Task brief: Retype the entries word for word, leaving nothing out.

Material for this exercise:

"""

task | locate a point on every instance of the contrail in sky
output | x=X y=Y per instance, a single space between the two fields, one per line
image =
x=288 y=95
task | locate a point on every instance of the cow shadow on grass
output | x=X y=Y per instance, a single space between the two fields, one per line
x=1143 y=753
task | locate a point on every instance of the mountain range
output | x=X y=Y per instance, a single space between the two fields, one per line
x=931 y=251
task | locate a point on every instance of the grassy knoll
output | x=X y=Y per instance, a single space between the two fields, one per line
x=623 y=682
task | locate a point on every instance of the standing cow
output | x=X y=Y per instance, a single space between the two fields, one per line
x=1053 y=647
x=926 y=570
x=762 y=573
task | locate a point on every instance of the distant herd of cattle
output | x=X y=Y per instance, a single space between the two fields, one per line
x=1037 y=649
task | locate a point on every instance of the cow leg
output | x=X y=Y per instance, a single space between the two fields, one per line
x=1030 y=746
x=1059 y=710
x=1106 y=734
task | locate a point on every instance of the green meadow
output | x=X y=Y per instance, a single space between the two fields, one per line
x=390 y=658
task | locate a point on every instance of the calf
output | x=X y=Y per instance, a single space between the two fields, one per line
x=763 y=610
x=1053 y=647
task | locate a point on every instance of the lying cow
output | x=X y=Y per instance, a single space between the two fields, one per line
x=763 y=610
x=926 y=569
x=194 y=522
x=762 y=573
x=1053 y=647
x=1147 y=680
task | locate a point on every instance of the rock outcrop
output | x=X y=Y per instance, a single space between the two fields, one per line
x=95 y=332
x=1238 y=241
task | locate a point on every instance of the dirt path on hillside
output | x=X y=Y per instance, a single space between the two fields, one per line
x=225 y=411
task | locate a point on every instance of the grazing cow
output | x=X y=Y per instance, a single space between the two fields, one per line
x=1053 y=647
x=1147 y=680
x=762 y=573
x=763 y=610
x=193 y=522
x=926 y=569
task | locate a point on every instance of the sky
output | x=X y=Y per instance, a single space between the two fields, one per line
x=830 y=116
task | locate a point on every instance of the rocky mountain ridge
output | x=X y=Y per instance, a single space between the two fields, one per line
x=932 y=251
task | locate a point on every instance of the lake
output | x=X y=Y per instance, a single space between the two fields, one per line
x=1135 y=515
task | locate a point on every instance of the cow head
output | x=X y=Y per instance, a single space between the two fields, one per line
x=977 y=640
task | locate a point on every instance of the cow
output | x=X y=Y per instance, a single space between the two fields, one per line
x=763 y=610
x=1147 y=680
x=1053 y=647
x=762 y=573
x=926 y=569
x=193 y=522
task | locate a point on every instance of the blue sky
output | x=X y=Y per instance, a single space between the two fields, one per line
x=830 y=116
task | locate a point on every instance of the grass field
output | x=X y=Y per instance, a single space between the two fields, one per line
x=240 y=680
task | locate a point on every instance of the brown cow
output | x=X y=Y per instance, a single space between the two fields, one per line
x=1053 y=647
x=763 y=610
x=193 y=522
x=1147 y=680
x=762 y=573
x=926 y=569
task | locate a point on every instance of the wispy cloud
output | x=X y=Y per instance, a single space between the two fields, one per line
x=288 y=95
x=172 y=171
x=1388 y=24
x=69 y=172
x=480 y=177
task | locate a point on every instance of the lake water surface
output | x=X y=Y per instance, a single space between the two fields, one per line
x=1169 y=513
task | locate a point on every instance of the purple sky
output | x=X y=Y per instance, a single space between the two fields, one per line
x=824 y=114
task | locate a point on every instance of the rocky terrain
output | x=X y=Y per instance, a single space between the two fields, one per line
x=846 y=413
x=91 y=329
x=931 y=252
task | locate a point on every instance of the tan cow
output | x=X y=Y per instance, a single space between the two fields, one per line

"""

Solution for this task:
task | locate a point on every instance of the contrail in sky
output | x=X y=Y per instance, a single space between the two fields, one per line
image =
x=288 y=95
task | locate a point on every instance of the cow shadow on grass
output | x=X y=Y per instance, a single space between the two fields, one per line
x=1143 y=753
task | locate a point on every instance of the mountain range
output | x=X y=Y per instance, a single space between the two fields, one per line
x=931 y=251
task | locate a point on every instance of the grassy knoll
output | x=X y=Y per instance, a single space between the two fields, one per line
x=623 y=682
task | locate a point on every instance of the standing cow
output | x=X y=Y per instance, a single space between the two fields, one per line
x=1053 y=647
x=926 y=570
x=762 y=573
task | locate a point on every instance of the distant herd of cattle
output | x=X y=Y per instance, a single space between the two fields, one per line
x=1037 y=649
task | locate a point on every instance of the cow leg
output | x=X y=Y per instance, a single space between the two fields, one per line
x=1030 y=746
x=1059 y=710
x=1106 y=734
task | locate a point on every instance of the green meadow
output | x=X y=Y per instance, a single space between the two fields, one per line
x=390 y=658
task | locate a point on every instance of the calf
output | x=X y=Y per instance, a single space between the two fields, one per line
x=763 y=610
x=1053 y=647
task | locate a point on every instance of the lying cow
output | x=X y=Y per instance, a single space between the two fields, one per line
x=763 y=610
x=926 y=569
x=194 y=522
x=762 y=573
x=1053 y=647
x=1147 y=680
task | locate a point on every instance of the rock outcrop
output | x=X y=Y per instance, a single space between the two fields, one per line
x=95 y=332
x=1238 y=241
task | locate a point on every instance of the dirt path on hillside
output | x=X y=Y per instance, a single space between the two fields, one per line
x=225 y=411
task | locate a point on every instance of the grazing cow
output | x=X y=Y per instance, a single space between the two fields, one per line
x=1053 y=647
x=1147 y=680
x=762 y=573
x=763 y=610
x=193 y=522
x=926 y=569
task | locate a point on every instance of the sky
output | x=X y=Y per instance, a single space between the two fields, one per line
x=830 y=116
task | locate a point on every instance of the rocky mountain ridge
output | x=X y=Y per instance, a single space between the two fields, one per line
x=932 y=251
task | locate a point on every instance of the lake
output | x=X y=Y per instance, a single space between the two fields, one per line
x=1135 y=515
task | locate a point on every instance of the cow head
output | x=X y=Y per instance, a single space between the two fields, one per line
x=977 y=640
task | locate a point on every instance of the cow
output | x=X y=Y per instance, a single space between the two fields, one per line
x=763 y=610
x=1147 y=680
x=1053 y=647
x=762 y=573
x=926 y=569
x=193 y=522
task | locate a point on every instance of the blue sky
output | x=X y=Y per instance, a single space between the two fields, one per line
x=830 y=116
task | locate a point on every instance of the grass field
output | x=X y=Y per instance, a single space between the two fields, one per line
x=240 y=680
task | locate a point on every instance of the brown cow
output | x=X y=Y per instance, a single space between the two fields, one per line
x=1053 y=647
x=763 y=610
x=193 y=522
x=1147 y=680
x=762 y=573
x=926 y=569
task | locate a point on every instance of the wispy cloud
output | x=X y=Y per instance, a single space between the two fields, one per line
x=288 y=95
x=172 y=171
x=1388 y=24
x=69 y=172
x=480 y=177
task | locate a point on every instance of the lake water surface
output | x=X y=Y per instance, a single space between the two fields, one per line
x=1169 y=513
task | locate a point on every instance of the purple sky
output | x=X y=Y per instance, a single space between the two fields, one per line
x=824 y=114
task | locate a point on every instance of the rocky terrain
output | x=X y=Y per instance, a single space between the two fields, one per line
x=846 y=413
x=91 y=329
x=931 y=252
task | locate a point on every instance of the tan cow
output | x=X y=Y per instance, a single space between the two fields, one per line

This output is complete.